TASKS TO CARRY OUT =
(a) In the categorical encodings exercise, why are more advanced encodings applied to the categorical variables? Please answer in one to three sentences.
(b) Carry on with the categorical encodings exercise from the point where it stops.

SELECTED EXTRACT =
+ + +

# Exercise 2: Categorical Encodings

In this exercise you'll be applying more advanced encodings to the categorical variables. The goal is to encode the categorical variables in a way that provides more information for the classifier model. The encodings you will implement are:

- Count Encoding
- Target Encoding
- Leave-on-out Encoding
- CatBoost Encoding
- Feature embedding with SVD 

After each encoding, you'll refit the classifier and check it's performance on hold-out data. First, run the next cell to repeat the work you did in the last exercise.

In [99]:
import numpy as np
import pandas as pd
from sklearn import preprocessing, metrics
import lightgbm as lgb

# Set up code checking
from learntools.core import binder
binder.bind(globals())
from learntools.machine_learning.ex2 import *

# Create features from timestamps
click_data = pd.read_csv('../input/train_sample.csv', parse_dates=['click_time'])
click_times = click_data['click_time']
clicks = click_data.assign(day=click_times.dt.day.astype('uint8'),
                           hour=click_times.dt.hour.astype('uint8'),
                           minute=click_times.dt.minute.astype('uint8'),
                           second=click_times.dt.second.astype('uint8'))

+ + +

DATA SUPPLIED =
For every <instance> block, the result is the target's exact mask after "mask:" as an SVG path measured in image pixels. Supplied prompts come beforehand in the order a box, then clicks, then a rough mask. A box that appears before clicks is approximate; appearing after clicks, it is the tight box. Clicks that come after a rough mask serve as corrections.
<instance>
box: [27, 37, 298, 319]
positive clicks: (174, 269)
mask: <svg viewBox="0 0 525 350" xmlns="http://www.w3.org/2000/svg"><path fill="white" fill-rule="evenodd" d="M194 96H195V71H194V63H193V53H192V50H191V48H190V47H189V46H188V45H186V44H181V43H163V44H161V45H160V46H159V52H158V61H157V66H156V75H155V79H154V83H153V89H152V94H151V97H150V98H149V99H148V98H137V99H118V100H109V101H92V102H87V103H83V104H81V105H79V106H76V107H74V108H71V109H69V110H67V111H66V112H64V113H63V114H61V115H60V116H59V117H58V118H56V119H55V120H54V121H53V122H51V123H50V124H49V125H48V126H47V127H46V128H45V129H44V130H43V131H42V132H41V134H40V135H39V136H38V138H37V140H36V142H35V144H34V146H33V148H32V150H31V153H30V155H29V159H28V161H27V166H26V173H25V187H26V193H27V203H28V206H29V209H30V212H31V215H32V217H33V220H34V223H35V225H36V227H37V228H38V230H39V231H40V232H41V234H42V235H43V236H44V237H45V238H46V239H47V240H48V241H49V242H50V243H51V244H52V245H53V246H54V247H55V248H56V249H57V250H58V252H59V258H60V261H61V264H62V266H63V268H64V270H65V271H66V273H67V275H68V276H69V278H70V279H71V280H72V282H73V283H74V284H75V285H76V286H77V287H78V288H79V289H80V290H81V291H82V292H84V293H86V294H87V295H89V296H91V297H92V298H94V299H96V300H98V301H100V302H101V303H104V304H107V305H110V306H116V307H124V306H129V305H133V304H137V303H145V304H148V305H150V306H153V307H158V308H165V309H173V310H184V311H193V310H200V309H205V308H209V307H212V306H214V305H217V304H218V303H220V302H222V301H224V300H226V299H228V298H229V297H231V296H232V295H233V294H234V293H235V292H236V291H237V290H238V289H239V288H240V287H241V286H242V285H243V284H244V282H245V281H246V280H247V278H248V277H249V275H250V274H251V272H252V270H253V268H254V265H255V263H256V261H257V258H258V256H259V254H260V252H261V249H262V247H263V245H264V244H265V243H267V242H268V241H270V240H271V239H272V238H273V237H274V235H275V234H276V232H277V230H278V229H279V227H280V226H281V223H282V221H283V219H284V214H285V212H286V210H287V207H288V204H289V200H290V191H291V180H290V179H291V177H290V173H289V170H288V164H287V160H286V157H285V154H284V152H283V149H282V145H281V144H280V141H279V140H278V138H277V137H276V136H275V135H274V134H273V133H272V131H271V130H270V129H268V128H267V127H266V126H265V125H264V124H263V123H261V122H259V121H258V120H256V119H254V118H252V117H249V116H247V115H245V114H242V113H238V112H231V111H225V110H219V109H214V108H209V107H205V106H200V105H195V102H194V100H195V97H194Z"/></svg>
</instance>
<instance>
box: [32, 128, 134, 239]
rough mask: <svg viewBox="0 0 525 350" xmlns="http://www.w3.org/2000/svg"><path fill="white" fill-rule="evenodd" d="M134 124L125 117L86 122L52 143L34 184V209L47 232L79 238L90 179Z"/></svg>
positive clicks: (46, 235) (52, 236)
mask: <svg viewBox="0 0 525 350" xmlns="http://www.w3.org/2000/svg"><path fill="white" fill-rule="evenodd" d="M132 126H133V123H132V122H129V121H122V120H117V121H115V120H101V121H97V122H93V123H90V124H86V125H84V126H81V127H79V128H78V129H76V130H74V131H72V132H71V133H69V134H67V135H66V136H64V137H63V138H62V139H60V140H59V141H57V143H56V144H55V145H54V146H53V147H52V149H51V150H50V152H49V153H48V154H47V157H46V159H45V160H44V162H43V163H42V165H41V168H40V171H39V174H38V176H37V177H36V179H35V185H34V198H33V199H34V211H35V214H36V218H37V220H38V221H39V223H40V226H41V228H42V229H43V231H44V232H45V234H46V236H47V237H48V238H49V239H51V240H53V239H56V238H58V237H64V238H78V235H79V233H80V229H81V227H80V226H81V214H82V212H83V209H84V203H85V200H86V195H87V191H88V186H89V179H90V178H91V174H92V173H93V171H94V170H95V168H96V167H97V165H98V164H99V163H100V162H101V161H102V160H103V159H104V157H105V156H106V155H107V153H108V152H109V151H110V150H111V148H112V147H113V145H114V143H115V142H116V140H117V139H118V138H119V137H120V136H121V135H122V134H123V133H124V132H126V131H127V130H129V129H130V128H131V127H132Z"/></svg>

+ + +

ANSWER SECTION =
(a) The goal is to encode the categorical variables so that they give the classifier model more information.

(b)
# Label encoding for categorical features
cat_features = ['ip', 'app', 'device', 'os', 'channel']
for feature in cat_features:
    label_encoder = preprocessing.LabelEncoder()
    clicks[feature] = label_encoder.fit_transform(clicks[feature])



Here I'll define a couple functions to help test the new encodings.

In [2]:
def get_data_splits(dataframe, valid_fraction=0.1):
    """ Splits a dataframe into train, validation, and test sets. First, orders by 
        the column 'click_time'. Set the size of the validation and test sets with
        the valid_fraction keyword argument.
    """

    dataframe = dataframe.sort_values('click_time')
    valid_rows = int(len(dataframe) * valid_fraction)
    train = dataframe[:-valid_rows * 2]
    # valid size == test size, last two sections of the data
    valid = dataframe[-valid_rows * 2:-valid_rows]
    test = dataframe[-valid_rows:]
    
    return train, valid, test

def train_model(train, valid, test):
    """ Trains a logistic classifier with LightGBM on the train and valid datasets.
        Uses the test set to measure the AUC score on hold-out data.
    """
    feature_cols = train.columns.drop(['click_time', 'attributed_time',
                                       'is_attributed'])
    dtrain = lgb.Dataset(train[feature_cols], label=train['is_attributed'])
    dvalid = lgb.Dataset(valid[feature_cols], label=valid['is_attributed'])
    dtest = lgb.Dataset(test[feature_cols], label=test['is_attributed'])
    
    param = {'num_leaves': 64, 'objective': 'binary', 'metric': 'auc'}
    num_round = 1000
    print("Training model!")
    bst = lgb.train(param, dtrain, num_round, valid_sets=[dvalid], 
                    early_stopping_rounds=20, verbose_eval=False)
    
    ypred = bst.predict(test[feature_cols])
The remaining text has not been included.